Ausgewählter Auszug:
++++
Nachdem die Raketenforscher in die USA übersiedelten, nutzten die Streitkräfte ihr Know-How zuerst nicht. Die „Deutschen“ schulten zwar US-Ingenieure anhand der A-4 im Raketenbau. Doch es gab keinen Auftrag für die Entwicklung einer neuen Rakete. Lediglich von der A-4 wurden einige Dutzend erbeutete Exemplare gestartet. Viele Mitarbeiter von Brauns wechselten in dieser Zeit zu US-Firmen. Die begannen unter anderen, Raketentriebwerke zu entwickeln, z.B. North American, die später ihre Triebwerkssparte als „Rocketdyne“ ausgliederten.
Währenddessen drehten die 106 Experten die im Rahmen der Operation Paperclip in die USA übersiedelten und später auch die US-Staatsbürgerschaft übernahmen in Fort Bliss Däumchen. Wernher von Braun nutzte diese Jahre, indem er seine Vision der Raumfahrt in US-Magazinen wie „Collier“ veröffentlichte. So wurde auch Walt Disney auf ihn aufmerksam. Er erhoffte sich mit Raumfahrt- und Raketenerlebniswelten mehr Besucher für seine Parks. So entstanden mehrere Filme die von Braun populär machten.
Die Situation änderte sich mit dem Koreakrieg. Ein bewaffneter Konflikt mit der UdSSR schien nun wahrscheinlicher. Zudem arbeiteten die USA an der Wasserstoffbombe. Die Zielgenauigkeit der Raketen war damals noch gering und selbst mit einer Atombombe als Sprengkopf der Rakete war nicht garantiert, dass man ein militärisches Ziel zerstören würde, weil die mögliche Abweichung vom Zielpunkt größer als der Zerstörungsradius war.
Die Ausschreibung des Verteidigungsministeriums forderte die Beförderung eines nuklearen Sprengkopfes über eine Distanz von 200 Meilen, also rund 320 km. Betraut wurden die deutschen Raketenforscher – sie warne die einzigen die die nötige Erfahrung hatten. Die Entwicklung der PGM-11 Redstone begann 1950. Da es sich um einen direkten Nachfahren der A-4 handelte, konnte sie bereits 1952 abgeschlossen werden. Die Firma Chrysler – Autohersteller und kleiner Flugzeugbauer – bekam den Produktionsauftrag im Oktober 1952. Den Namen „Redstone“, nach dem Army Redstone Arsenal, wo sie entwickelt wurde, bekam die Rakete am 8.4.1952.
Bemerkenswert für die damalige Zeit war, dass Wernher von Braun die Entwicklung vollständig im Army Redstone Arsenal (dem späteren Marschall Space Flight Center) durchführen konnte. Das war wie vorher Peenemünde eine militärische Einrichtung. Schon damals vergab die US-Regierung den Auftrag für die Entwicklung und Produktion normalerweise an Firmen, wie es heute allgemein üblich ist. Wernher von Braun dagegen behielt das Know-how bei seinen eigenen Leuten. Durch die Produktion der Rakete erwarb aber auch Chrysler die Fähigkeiten – Unternehmen und Regierung profitierten von diesem System.
++++
Bereitgestelltes Material:

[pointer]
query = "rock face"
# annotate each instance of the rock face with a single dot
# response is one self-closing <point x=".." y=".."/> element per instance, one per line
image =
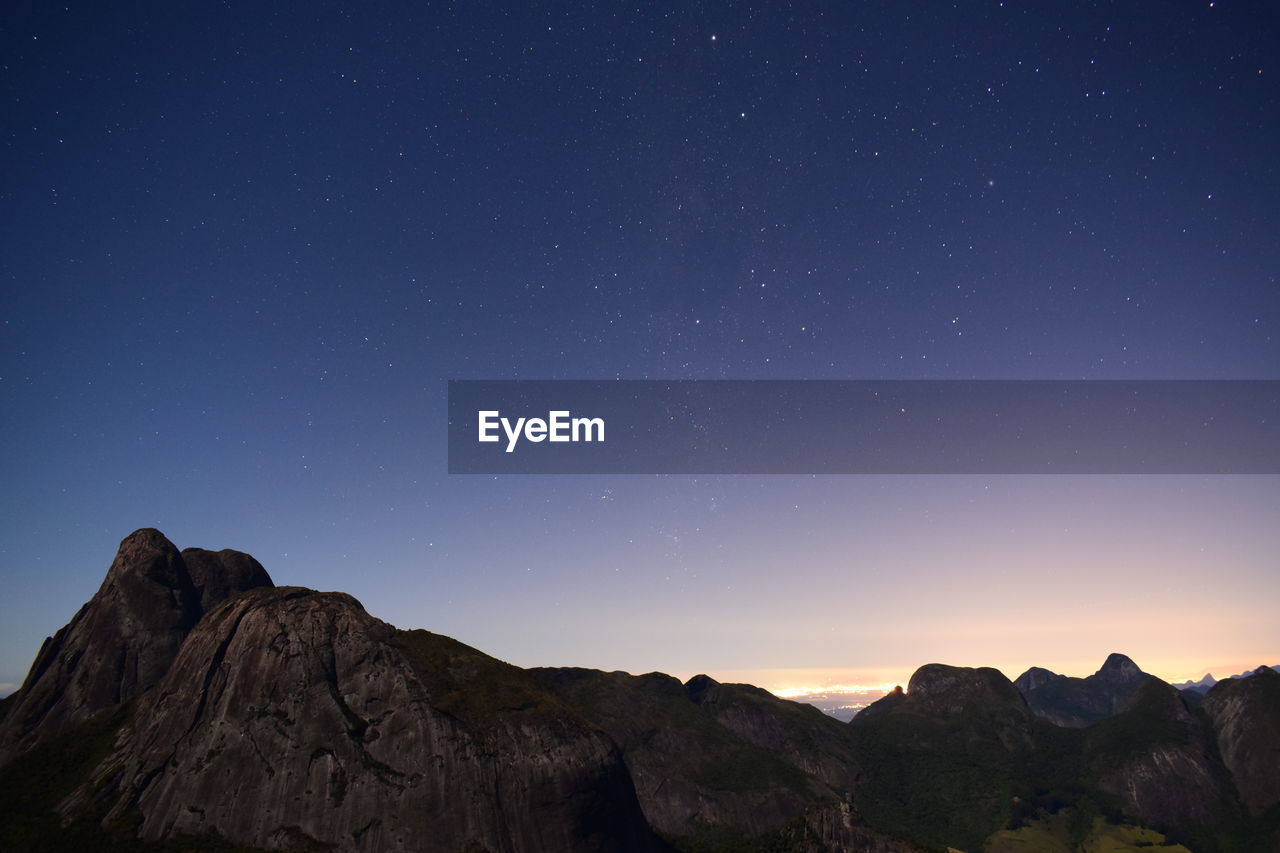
++++
Aufgabe 1: Übersetzen Sie den Satz „Die Entwicklung der PGM-11 Redstone begann 1950.“ aus dem Auszug über die Redstone-Rakete ins Englische.
Aufgabe 2: Schreiben Sie aus dem Auszug über die Redstone-Rakete den Abschnitt von „Währenddessen drehten die“ bis „Braun populär machten.“ wortgetreu ab.

Schriftliche Antwort 1: Development of the PGM-11 Redstone began in 1950.

Schriftliche Antwort 2:
Währenddessen drehten die 106 Experten die im Rahmen der Operation Paperclip in die USA übersiedelten und später auch die US-Staatsbürgerschaft übernahmen in Fort Bliss Däumchen. Wernher von Braun nutzte diese Jahre, indem er seine Vision der Raumfahrt in US-Magazinen wie „Collier“ veröffentlichte. So wurde auch Walt Disney auf ihn aufmerksam. Er erhoffte sich mit Raumfahrt- und Raketenerlebniswelten mehr Besucher für seine Parks. So entstanden mehrere Filme die von Braun populär machten.